### [Text segment]
------------------------------------------------------------
Brilliant reply, thank you very much.
If you have any photos would love to see them. PM me and you could email me direct.
I love this type of furniture - hate IKEA!!!!! Would be great to get some inspiration for my own home and friends - ill never do it commercially, but im really interested in the process and finished product.


----------



## Jacob

It's a bit grim and depressing, the shabby chic market. 
All that caustic soda and makeover is basically destroying tons of often good quality traditional furniture. And the poor sods in eastern Europe are being persuaded to part with good quality trad stuff which lasts for generations, and buying IKEA instead, which lasts months. Same has happened in British Isles of course.
Can't object to slapping paint on - that _is_ traditional and non destructive, but caustic dipping, wire brushing, general roughing up, is bad news. 
Decorators' Emulsion quick and easy. If you want better colours you could look at "artists" acrylics etc - pricier but better quality. If you want the real thing then linseed oil paints (e.g. Holkham) are brilliant for trad colours (dull!) coverage and ease of application, but are slow drying.
Even worse is the new badly made rough stuff faked up to look real but "old".

For those interested in the real thing - there is the Regional Furniture Society - not a very good website but they do good publications and events. Google Richard Bebb for welsh stuff and his brilliant (but expensive) book. And google generally around _traditional regional vernacular_ furniture etc.


----------



## nellieboy

hi jacob. i couldn,t agree more about caustic soda and good furniture .nearly everything we bought was broken or knackered any way and needed extensive repairs. plus we would alter or make something entirely different from the wood salvaged from these items.specifically whatever the customer needed .i found it to be the most rewarding of jobs because i seldom did the same thing twice. its hard work to be competetive in that market because there is so much rubbish stuff out there and joe public often doesnt realise.our buisiness is 40 years old and to date that runs into thousands of peices of nice furniture that was made from lovely worn hundred year old wood which if you saw it in its tired old broken down state you may like many see it only as firewood.with wood like that covered in paint and grease and god knows what caustic is the only cost effective way to clean it up .its hard on wood if you leave it in to long and pickle it .like any job or method its only as good as the man doing it.i dont know why you mentioned a wire brush because i certainly didnt.i said wire wool.we never used sandpaper either wire wool leaves all the raised ridges in the table top or whatever sandpaper flattens all those years of wear.those poor old eastern europeans are selling what to them is either junk or firewood,just like the irish and welsh and spanish etc sold all their grandparents furniture ie they did not want it. whether or not they shop at ikea i have no idea i suspect they are free to shop wherever they wish.just like all of us.some woods obviosly dont react well with caustic oak for instance can go black in which case we would use nitromors but the new formulation is nowhere near as good as the old .they are all nasty chemicals you just have to use and dispose of them in the right way.hope that clears things up happy new year to you all neil


----------



## Jacob

nellieboy":37ue8dgz said:


> ........i dont know why you mentioned a wire brush because i certainly didnt.
------------------------------------------------------------
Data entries

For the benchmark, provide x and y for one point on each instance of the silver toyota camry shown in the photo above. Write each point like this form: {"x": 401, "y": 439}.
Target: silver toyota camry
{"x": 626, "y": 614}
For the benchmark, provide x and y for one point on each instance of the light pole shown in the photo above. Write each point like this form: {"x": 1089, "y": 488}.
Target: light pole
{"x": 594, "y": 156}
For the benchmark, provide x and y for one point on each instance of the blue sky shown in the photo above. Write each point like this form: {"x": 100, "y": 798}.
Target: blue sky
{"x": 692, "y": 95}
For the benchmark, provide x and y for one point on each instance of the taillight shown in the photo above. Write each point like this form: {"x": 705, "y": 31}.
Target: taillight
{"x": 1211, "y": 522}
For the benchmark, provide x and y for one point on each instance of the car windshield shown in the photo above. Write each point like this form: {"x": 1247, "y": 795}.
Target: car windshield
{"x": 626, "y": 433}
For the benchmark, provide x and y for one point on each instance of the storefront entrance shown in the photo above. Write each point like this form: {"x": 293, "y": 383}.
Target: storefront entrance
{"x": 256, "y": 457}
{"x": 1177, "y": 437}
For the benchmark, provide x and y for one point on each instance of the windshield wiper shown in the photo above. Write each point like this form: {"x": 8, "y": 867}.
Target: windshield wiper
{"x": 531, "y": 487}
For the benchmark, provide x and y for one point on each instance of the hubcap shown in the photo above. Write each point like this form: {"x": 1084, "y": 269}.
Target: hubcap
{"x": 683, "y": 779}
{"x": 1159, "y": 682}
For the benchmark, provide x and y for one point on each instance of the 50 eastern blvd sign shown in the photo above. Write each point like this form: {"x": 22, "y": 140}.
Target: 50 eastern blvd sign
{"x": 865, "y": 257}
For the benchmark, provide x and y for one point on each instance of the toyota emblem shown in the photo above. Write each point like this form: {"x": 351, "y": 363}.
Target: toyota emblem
------------------------------------------------------------
### [List of tasks]
1: Quote the forum thread from "Brilliant reply, thank" up to and including "Isles of course.".
2: Put the records from the line with "the 50 eastern" through the end of the records into a JSON list of strings, one string per line, leaving out blank lines.
The forum thread and the records have nothing to do with each other.

### [Solutions in order]
1:
Brilliant reply, thank you very much.
If you have any photos would love to see them. PM me and you could email me direct.
I love this type of furniture - hate IKEA!!!!! Would be great to get some inspiration for my own home and friends - ill never do it commercially, but im really interested in the process and finished product.


----------



## Jacob

It's a bit grim and depressing, the shabby chic market. 
All that caustic soda and makeover is basically destroying tons of often good quality traditional furniture. And the poor sods in eastern Europe are being persuaded to part with good quality trad stuff which lasts for generations, and buying IKEA instead, which lasts months. Same has happened in British Isles of course.

2:
[
  "For the benchmark, provide x and y for one point on each instance of the 50 eastern blvd sign shown in the photo above. Write each point like this form: {\"x\": 22, \"y\": 140}.",
  "Target: 50 eastern blvd sign",
  "{\"x\": 865, \"y\": 257}",
  "For the benchmark, provide x and y for one point on each instance of the toyota emblem shown in the photo above. Write each point like this form: {\"x\": 351, \"y\": 363}.",
  "Target: toyota emblem"
]